§ **Extracted text**
______
Scientific classification
- Kingdom: Plantae
- Clade: Embryophytes
- Clade: Tracheophytes
- Clade: Spermatophytes
- Clade: Angiosperms
- Clade: Eudicots
- Clade: Rosids
- Order: Fabales
- Family: Fabaceae
- Subfamily: Caesalpinioideae
- Clade: Mimosoid clade
- Genus: Acacia
- Species: A. adjutrices
- Binomial name: Acacia adjutrices Maslin
- Synonyms: Acacia insolita subsp. efoliatum Pedley orth. var.; Acacia insolita subsp. efoliolata Maslin; Racosperma insolitum subsp. efoliolatum (Maslin) Pedley;

= Acacia adjutrices =

- Genus: Acacia
- Species: adjutrices
- Authority: Maslin
- Conservation status: P3
- Synonyms: Acacia insolita subsp. efoliatum Pedley orth. var., Acacia insolita subsp. efoliolata Maslin, Racosperma insolitum subsp. efoliolatum (Maslin) Pedley

Species of legume

Acacia adjutrices, commonly known as convivial wattle, is a species of flowering plant in the family Fabaceae and is endemic to a few places in the south-west of Western Australia. It is a small, multi-stemmed shrub with thin stems, mostly linear, ascending to erect phyllodes, flowers arranged in up to 4 spherical heads of golden yellow flowers, and crust-like, linear to narrowly oblong pods.

==Description==
Acacia adjutrices is a multi-stemmed shrub that typically grows to a height of 30–70 cm high. Its phyllodes are mostly ascending to erect, glabrous, linear, 50–150 mm long and usually 0.8–2 mm wide with a prominent mid-rib. Sometimes a few bipinnate leaves are present at the base of the plant. The flowers are arranged in spherical heads on peduncles 4–10 mm long, each heads containing 11 to 19 golden-yellow flowers. Flowering occurs in July and August and the pods are crust-like, straight and linear to narrowly oblong, 30–60 mm long and 4.0–4.5 mm wide containing shiny black seeds 3–4 mm long with an aril on the end.

==Taxonomy==
This species was first formally described in 1999 by Bruce Maslin who gave it the name Acacia insolita subsp. efoliata in the journal Nuytsia from specimens he collected near the Pingelly Microwave Repeater Station in 1981. In 2014, Maslin raised the subspecies to species status as Acacia adjutrices in a later edition of the same journal. The specific epithet (adjutrices) means "a female helper", referring to Susan (Sue) Carroll, Meriel Falconer, Evelyn McGough and Kaye Veryard, for their work in herbarium databases.

==Distribution and habitat==
Convivial wattle grows on laterite hills in sandplain scrub, usually with Eucalyptus wandoo, in a few scattered location near Pingelly and Brookton in the Avon Wheatbelt and Jarrah Forest bioregions of south-western Western Australia.

==Conservation status==
Acacia adjutrices is classified as "Priority Three" by the Government of Western Australia Department of Biodiversity, Conservation and Attractions, meaning that it is poorly known and known from only a few locations but is not under imminent threat.
______
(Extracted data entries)
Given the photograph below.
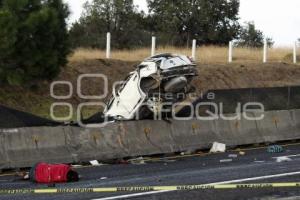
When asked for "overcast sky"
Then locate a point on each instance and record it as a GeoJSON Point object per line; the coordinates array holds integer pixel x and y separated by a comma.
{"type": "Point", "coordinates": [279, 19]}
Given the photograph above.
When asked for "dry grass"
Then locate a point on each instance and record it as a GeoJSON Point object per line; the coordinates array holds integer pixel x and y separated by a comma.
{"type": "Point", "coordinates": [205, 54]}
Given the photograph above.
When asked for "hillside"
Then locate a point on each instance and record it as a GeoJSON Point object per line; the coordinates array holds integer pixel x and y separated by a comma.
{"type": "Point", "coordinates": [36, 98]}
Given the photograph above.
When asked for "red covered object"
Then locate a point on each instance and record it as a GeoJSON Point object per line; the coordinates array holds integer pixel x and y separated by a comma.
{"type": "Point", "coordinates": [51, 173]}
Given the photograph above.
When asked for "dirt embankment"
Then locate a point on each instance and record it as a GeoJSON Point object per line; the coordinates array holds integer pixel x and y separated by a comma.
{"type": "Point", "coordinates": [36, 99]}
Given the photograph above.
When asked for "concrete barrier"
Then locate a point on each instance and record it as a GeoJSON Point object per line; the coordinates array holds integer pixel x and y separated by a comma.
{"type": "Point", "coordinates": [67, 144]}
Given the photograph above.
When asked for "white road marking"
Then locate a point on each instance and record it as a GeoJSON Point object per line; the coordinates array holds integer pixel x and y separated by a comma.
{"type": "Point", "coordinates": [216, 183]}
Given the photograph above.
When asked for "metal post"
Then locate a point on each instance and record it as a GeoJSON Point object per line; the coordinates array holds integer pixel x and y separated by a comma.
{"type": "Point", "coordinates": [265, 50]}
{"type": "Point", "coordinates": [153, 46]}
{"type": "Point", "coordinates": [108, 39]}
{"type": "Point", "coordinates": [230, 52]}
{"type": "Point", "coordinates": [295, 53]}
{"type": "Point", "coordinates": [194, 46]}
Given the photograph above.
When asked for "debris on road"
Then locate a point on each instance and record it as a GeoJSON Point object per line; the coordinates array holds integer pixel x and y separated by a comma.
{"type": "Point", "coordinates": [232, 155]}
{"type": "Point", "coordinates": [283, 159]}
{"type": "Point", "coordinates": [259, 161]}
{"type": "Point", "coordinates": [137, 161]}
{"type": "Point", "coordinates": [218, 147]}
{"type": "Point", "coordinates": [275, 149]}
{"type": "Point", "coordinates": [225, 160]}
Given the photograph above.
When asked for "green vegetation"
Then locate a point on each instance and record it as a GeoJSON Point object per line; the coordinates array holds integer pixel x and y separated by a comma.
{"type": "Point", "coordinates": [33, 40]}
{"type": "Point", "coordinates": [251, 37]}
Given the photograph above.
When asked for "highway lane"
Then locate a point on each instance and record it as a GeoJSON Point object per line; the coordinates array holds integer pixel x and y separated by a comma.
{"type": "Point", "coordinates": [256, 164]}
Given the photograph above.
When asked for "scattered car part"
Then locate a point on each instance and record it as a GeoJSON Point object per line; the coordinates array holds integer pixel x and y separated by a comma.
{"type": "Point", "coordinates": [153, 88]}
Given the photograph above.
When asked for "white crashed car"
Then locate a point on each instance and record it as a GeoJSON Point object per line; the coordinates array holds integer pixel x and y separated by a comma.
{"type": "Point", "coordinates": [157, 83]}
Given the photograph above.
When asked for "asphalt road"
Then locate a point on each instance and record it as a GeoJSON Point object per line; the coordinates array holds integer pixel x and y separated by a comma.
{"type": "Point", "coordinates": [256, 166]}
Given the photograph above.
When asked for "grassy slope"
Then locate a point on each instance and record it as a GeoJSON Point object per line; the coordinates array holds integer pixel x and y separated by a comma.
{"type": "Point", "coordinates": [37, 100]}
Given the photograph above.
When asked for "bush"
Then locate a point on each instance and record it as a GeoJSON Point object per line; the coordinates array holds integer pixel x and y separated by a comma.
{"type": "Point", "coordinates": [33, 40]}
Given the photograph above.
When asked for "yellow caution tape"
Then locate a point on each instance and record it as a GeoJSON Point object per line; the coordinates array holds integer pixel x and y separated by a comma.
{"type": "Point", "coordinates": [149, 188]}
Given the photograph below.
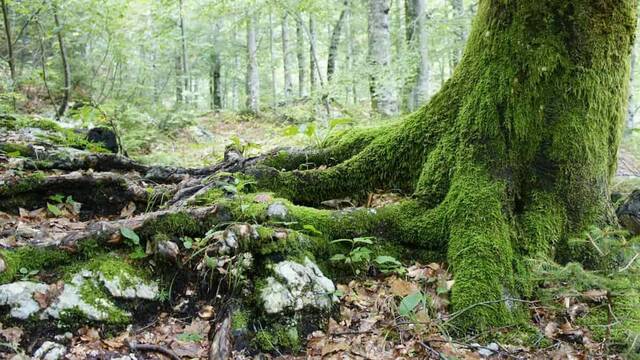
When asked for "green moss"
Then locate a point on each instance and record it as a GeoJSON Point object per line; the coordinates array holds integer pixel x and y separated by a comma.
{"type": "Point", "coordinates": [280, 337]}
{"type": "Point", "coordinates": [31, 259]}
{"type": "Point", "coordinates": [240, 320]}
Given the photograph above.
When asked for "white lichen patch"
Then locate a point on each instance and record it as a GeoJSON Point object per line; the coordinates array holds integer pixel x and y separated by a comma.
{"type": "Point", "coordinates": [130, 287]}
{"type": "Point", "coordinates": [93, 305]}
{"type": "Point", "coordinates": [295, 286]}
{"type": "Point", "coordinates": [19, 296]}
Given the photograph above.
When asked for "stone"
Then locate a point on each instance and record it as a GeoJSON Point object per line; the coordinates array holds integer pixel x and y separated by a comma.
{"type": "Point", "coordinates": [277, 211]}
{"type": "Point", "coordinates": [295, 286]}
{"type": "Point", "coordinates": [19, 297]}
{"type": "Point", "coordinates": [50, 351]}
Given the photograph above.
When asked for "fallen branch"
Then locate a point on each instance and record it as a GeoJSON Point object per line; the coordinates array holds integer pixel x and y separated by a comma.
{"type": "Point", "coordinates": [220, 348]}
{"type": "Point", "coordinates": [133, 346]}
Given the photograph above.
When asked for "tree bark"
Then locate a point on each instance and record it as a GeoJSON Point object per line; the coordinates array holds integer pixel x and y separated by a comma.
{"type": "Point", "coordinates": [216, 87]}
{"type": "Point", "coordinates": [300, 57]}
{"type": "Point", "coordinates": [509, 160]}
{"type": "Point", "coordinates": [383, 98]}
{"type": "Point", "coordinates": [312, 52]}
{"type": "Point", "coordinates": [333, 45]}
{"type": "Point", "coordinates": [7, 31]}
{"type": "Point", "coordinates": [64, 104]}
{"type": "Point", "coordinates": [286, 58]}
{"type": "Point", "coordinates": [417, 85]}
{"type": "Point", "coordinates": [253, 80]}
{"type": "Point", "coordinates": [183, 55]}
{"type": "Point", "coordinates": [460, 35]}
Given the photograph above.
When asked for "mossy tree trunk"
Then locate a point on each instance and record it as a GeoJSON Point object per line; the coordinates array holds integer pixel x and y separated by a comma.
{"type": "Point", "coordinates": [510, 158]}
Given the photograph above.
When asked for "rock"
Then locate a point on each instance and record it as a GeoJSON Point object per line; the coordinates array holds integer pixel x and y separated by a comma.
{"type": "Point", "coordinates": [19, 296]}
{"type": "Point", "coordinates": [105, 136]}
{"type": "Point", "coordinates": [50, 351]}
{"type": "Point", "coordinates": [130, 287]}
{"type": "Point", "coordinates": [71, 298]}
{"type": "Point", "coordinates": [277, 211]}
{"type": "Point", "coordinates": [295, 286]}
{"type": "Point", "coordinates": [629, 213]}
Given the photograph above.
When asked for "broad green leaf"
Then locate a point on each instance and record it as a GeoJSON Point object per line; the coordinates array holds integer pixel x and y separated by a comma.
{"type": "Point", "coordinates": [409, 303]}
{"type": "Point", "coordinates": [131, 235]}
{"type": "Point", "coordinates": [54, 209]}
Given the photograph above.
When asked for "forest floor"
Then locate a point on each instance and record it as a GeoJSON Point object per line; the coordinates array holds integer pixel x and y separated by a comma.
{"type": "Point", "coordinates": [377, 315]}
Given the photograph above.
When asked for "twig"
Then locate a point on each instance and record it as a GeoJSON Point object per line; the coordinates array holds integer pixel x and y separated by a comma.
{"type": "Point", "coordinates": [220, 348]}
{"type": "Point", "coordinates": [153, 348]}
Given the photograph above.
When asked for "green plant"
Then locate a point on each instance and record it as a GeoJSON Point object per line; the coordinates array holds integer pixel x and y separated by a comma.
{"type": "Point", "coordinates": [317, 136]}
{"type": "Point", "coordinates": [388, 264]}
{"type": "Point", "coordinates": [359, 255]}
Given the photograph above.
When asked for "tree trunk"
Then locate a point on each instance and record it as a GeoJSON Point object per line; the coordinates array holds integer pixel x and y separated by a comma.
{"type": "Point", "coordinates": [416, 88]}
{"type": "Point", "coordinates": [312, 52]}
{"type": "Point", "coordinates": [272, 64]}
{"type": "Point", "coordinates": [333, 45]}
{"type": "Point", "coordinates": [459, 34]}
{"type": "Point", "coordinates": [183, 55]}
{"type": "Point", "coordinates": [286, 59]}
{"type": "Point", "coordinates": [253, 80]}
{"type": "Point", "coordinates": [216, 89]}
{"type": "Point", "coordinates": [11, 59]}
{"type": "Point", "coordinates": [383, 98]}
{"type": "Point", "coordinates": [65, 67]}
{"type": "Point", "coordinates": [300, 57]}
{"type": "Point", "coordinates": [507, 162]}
______
§ **Actions to take**
1) List the people the text on Acacia adjutrices names as honored by the specific epithet.
2) Please rewrite the paragraph beginning "Acacia adjutrices is a multi-stemmed shrub" from the text on Acacia adjutrices as a bulleted list, keeping its main facts.

§ **Exercise results**
1) Susan (Sue) Carroll, Meriel Falconer, Evelyn McGough, Kaye Veryard

2)
- Form: multi-stemmed shrub, typically 30–70 cm high
- Phyllodes: mostly ascending to erect, glabrous, linear, 50–150 mm long, usually 0.8–2 mm wide, with a prominent mid-rib
- Leaves: sometimes a few bipinnate leaves at the base of the plant
- Flowers: spherical heads on peduncles 4–10 mm long, each with 11 to 19 golden-yellow flowers
- Flowering: July and August
- Pods: crust-like, straight, linear to narrowly oblong, 30–60 mm long, 4.0–4.5 mm wide
- Seeds: shiny black, 3–4 mm long, with an aril on the end